Assignment => Please print every record below exactly as it reads.

(Material provided begins)

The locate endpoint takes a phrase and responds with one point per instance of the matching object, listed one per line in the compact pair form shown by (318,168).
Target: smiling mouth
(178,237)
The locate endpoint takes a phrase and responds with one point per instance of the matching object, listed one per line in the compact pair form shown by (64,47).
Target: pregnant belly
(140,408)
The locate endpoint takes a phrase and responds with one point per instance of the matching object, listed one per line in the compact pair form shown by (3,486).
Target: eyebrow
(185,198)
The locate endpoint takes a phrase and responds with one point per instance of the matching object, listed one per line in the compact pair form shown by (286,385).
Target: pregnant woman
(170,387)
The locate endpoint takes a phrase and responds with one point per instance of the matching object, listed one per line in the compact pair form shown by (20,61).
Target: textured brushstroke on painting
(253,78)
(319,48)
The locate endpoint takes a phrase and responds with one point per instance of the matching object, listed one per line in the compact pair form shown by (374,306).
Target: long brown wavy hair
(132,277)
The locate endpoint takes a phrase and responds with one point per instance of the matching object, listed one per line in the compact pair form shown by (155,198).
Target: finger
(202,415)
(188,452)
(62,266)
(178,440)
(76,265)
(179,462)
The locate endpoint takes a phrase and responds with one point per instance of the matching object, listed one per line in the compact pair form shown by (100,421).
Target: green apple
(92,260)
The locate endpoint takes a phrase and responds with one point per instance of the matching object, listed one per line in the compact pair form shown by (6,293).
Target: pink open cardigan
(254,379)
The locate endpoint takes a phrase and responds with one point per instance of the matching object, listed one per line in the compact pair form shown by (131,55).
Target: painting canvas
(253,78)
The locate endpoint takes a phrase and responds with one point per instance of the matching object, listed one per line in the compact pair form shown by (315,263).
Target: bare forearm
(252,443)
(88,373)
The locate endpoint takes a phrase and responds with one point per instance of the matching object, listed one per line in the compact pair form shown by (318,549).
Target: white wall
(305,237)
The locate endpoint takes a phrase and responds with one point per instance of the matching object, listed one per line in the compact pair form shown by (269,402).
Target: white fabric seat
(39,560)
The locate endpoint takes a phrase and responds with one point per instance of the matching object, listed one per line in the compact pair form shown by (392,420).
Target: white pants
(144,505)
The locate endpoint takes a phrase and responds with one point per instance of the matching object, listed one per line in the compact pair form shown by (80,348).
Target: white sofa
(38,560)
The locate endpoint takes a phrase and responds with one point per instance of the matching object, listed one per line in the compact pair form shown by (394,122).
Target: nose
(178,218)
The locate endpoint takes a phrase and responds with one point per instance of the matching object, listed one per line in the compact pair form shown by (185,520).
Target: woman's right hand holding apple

(Material provided ends)

Solution for this exercise =>
The locate endpoint takes a phrase and responds with one point per instance of the matching object, listed one per line in the compact pair form shown by (318,168).
Target: smiling mouth
(178,237)
The locate endpoint takes a phrase and responds with one point per instance of the matching object, listed one per line in the compact pair form shown by (64,47).
Target: pregnant belly
(140,408)
The locate endpoint takes a phrase and responds with one point per instance of the matching object, listed one per line in the compact pair form shown by (3,486).
Target: eyebrow
(185,198)
The locate endpoint takes a phrase and responds with one point per instance of the matching object, listed one per line in the compact pair form shown by (286,385).
Target: pregnant woman
(170,387)
The locate endpoint takes a phrase and responds with one point per instance of the matching object, listed one per line in the compact pair form shown by (20,61).
Target: textured brushstroke on painting
(253,78)
(319,48)
The locate endpoint takes a phrase and responds with one point per instance of the matching object, listed one per line in the compact pair form shown by (374,306).
Target: long brown wavy hair
(132,277)
The locate endpoint takes a phrase and responds with one point per instance of the matching object, listed one per line in the compact pair form shown by (155,198).
Target: finger
(202,415)
(188,452)
(62,266)
(178,440)
(76,265)
(179,462)
The locate endpoint takes a phrase and responds with one point per instance of the matching object, listed one per line in the compact pair form shown by (100,421).
Target: green apple
(92,260)
The locate endpoint takes a phrase and responds with one point per instance of the matching object, listed one per line in the compact pair form shown by (6,293).
Target: pink open cardigan
(254,379)
The locate endpoint takes a phrase and responds with one point per instance of the matching object, listed one per line in the compact pair form shown by (131,55).
Target: painting canvas
(253,78)
The locate endpoint takes a phrase and responds with one point per instance of the matching object, listed one per line in the compact pair form shown by (315,263).
Target: bare forearm
(252,443)
(88,373)
The locate endpoint takes a phrase and responds with one point per instance of the matching object, listed one per line in the compact pair form shown by (318,549).
Target: white wall
(305,237)
The locate endpoint takes a phrase and responds with one point per instance of the matching object, listed one per line in the compact pair form shown by (269,402).
Target: white fabric seat
(39,560)
The locate endpoint takes a phrase and responds with one point per instance of the matching object, listed one per line in the compact pair form shown by (392,420).
Target: white pants
(144,505)
The locate endpoint takes a phrase and responds with one point per instance of the matching object, listed one per line in the compact pair form shown by (80,348).
Target: white sofa
(38,560)
The locate endpoint takes a phrase and responds with one point per instance of the matching object, listed one per line in the compact pair form shown by (394,122).
Target: nose
(178,218)
The locate endpoint takes a phrase and responds with one point per instance of the matching object, listed one per line in the compact pair form shown by (185,520).
Target: woman's right hand holding apple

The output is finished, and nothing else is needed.